What the exercise asks: Please resume the forum post below about caching and CDN costs, starting right after its last sentence.

Text to read:
* * * *

The "feature configuration" system at Facebook is pretty good. That said, it's
not perfect: the fact that there are two different caches whether you're
running in CLI or Apache SAPI mode has been a problem for me in the past; I
still haven't figured out a way to run scripts from a crontab while getting
access to the data cached by web pages. Running curl might be an option...

For a CDN, it really depends on the number of files you have, and how much
data you're sending out. If you're paying for a hosting plan with more
bandwidth in order to serve all your static images, then it might be
interesting. You can calculate the costs yourself, actually:
<http://calculator.s3.amazonaws.com/calc5.html> There are alternatives to S3
(I compared Akamai and S3 in a study in the web company I work for, S3 came
out cheaper for our traffic patterns.) This is not to say that cheaper is
better, you obviously have to look at the whole picture.

* * * *

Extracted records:

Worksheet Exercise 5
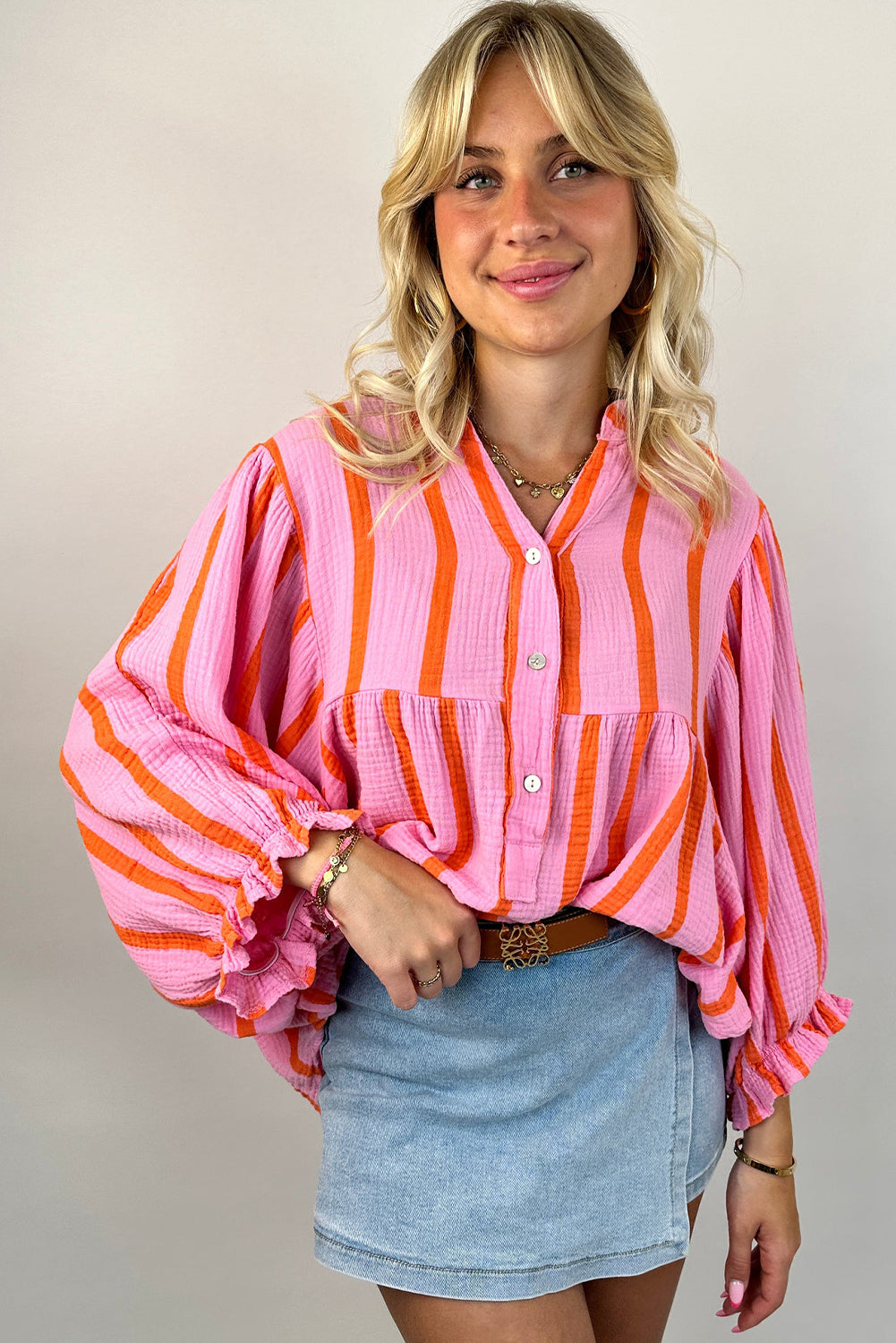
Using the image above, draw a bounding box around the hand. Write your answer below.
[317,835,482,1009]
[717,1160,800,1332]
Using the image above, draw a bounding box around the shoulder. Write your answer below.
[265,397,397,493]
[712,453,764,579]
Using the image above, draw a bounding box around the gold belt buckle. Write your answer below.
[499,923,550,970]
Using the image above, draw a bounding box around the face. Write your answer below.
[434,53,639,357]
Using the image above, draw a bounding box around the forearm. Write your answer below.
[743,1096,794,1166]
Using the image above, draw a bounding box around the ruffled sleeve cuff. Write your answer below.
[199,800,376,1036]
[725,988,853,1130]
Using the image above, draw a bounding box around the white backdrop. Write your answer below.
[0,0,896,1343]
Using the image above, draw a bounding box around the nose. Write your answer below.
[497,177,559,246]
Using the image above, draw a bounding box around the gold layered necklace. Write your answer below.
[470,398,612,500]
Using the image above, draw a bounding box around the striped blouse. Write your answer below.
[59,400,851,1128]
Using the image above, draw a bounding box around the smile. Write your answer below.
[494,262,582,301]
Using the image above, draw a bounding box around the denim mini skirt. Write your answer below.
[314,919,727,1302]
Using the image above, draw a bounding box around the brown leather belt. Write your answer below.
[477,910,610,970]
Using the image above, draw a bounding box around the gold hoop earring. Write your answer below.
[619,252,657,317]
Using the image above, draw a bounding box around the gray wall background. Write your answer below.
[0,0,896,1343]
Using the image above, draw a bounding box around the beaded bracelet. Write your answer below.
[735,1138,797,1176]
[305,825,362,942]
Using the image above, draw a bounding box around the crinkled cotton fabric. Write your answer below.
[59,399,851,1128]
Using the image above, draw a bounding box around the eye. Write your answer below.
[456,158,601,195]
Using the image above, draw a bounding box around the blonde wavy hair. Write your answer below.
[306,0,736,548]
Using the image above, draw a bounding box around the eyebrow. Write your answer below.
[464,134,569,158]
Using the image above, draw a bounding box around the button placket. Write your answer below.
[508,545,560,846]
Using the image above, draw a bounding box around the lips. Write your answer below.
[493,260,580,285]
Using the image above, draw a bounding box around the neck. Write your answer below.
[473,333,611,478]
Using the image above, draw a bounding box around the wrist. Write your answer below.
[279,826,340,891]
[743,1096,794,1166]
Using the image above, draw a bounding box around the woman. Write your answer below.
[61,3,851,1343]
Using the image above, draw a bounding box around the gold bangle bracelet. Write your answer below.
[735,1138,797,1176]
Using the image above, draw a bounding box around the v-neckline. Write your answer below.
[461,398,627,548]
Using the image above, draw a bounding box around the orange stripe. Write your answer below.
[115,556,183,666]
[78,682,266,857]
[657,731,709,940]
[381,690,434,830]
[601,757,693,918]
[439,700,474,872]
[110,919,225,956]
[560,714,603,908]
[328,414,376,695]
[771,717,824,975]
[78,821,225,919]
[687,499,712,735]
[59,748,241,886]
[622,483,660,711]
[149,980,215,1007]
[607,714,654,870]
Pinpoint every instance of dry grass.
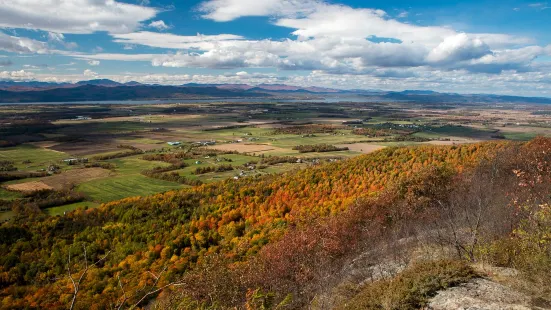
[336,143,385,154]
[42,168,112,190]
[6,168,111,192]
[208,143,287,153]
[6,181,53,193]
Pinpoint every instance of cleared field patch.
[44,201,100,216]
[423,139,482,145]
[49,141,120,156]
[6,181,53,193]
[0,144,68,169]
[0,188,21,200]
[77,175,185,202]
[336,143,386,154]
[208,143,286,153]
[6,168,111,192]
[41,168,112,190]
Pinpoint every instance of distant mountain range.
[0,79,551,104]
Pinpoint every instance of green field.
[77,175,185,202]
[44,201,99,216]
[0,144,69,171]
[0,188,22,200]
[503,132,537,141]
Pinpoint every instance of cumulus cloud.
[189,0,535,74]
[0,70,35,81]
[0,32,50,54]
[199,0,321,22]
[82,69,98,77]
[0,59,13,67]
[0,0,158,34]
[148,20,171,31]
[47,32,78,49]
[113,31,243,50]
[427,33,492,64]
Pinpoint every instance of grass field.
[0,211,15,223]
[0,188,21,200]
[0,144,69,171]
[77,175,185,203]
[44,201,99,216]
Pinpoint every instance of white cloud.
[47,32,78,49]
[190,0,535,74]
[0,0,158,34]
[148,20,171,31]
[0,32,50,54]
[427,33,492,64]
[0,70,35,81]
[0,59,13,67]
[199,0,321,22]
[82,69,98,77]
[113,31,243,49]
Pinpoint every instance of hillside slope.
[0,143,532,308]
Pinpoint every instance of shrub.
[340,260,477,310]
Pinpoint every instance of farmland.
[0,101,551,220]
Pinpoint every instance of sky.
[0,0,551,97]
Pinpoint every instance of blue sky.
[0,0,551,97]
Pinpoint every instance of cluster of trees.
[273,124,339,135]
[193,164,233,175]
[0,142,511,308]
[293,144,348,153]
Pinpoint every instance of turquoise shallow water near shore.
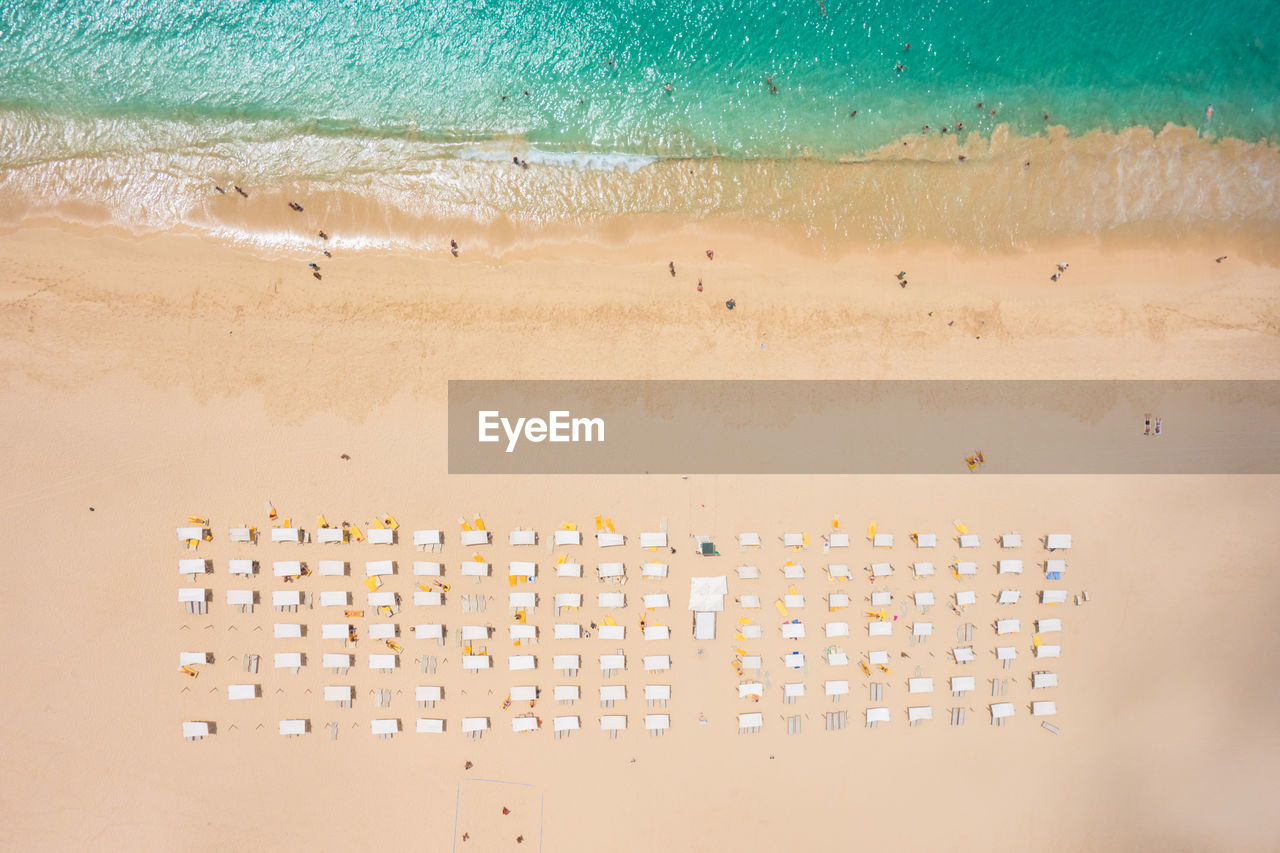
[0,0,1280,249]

* * * *

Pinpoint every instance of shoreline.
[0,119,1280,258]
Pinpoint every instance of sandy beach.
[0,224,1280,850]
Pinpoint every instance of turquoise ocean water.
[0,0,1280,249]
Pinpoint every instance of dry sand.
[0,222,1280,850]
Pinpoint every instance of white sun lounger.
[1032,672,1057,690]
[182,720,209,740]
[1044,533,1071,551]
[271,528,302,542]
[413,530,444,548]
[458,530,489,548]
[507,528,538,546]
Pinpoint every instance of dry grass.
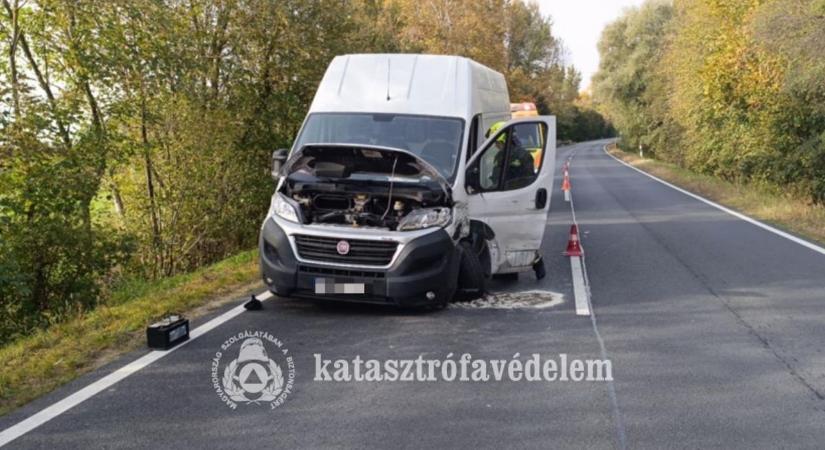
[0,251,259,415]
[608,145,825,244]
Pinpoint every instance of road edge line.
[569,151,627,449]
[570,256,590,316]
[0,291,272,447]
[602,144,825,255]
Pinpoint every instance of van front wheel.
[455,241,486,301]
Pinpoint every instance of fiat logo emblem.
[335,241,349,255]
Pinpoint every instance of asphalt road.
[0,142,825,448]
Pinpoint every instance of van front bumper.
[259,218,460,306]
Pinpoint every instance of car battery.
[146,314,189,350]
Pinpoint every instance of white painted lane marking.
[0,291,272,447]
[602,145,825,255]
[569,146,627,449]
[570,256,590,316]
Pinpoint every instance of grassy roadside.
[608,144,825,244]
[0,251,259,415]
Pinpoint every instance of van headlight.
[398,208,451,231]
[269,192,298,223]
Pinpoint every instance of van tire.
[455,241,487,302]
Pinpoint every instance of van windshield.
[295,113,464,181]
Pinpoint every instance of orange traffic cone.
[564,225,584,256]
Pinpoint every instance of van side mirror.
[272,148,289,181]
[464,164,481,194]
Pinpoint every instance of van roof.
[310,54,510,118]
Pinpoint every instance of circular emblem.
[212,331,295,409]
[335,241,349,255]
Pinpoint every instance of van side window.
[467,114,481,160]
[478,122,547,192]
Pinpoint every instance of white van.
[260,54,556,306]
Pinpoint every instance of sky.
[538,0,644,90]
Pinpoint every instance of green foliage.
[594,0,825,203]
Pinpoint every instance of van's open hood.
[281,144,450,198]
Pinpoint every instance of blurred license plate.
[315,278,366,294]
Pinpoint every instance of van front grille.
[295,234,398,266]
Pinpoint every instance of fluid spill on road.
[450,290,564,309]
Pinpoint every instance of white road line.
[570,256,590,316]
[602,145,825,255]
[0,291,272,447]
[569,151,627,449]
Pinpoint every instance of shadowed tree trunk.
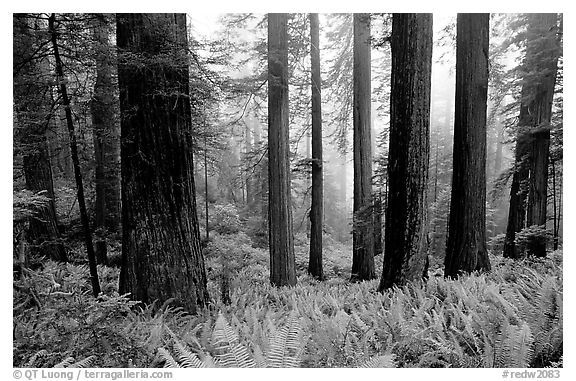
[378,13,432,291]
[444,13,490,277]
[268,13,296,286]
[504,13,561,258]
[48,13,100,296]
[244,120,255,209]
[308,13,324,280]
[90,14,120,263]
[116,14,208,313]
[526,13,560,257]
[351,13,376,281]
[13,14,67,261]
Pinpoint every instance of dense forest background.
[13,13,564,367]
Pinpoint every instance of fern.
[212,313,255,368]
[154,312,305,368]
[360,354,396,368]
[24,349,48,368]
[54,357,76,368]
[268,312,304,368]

* * * *

Result:
I general, the main problem we have to examine before moving our files to a
CDN is the cache policy. S3 has datacenters both in Europe and the US, and
there certainly is a propagation delay when you write a file. There are
techniques to avoid this, such as naming your images with a version number,
but you have to make sure your clients are going to find the files when your
pages start linking to them.

Another important issue is the downtime. S3 recently had a several-hour
downtime... this has never happened with our local hosting provider. What will
your plan be when this happens? If you can detect that your CDN is down, can
you redirect the traffic to your host? Will this risk bringing you down to, if
you downsized the equipment after the CDN migration?

It's certainly not an easy decision to take, but if done right and properly
planned, a CDN can save you a lot of money.

Anyway, have a look at Memcached. We added a "Cacheable" attribute to class
definitions in our in-house ORM so that cacheable data is taken from Memcache
instead of querying the DB (that is, if it is available in the cache;
otherwise there is a miss + Memcache SET). For our relatively large website
(~1000 people connected now, 1.7M subscribers), Memcache is saving 1 billion
queries a month. I would suspect that APC is saving at least that many also.

Having this feature in the ORM makes it transparent for the developers. This
is important, because having to wrap hundreds of DB GETs in

    
    
        if(val = get_from_cache()) {
            return val;
        } else {
            val = get_from_db();
            cache_set(val);
            return val;
        } 

is pretty tedious and leads to unmaintainable code.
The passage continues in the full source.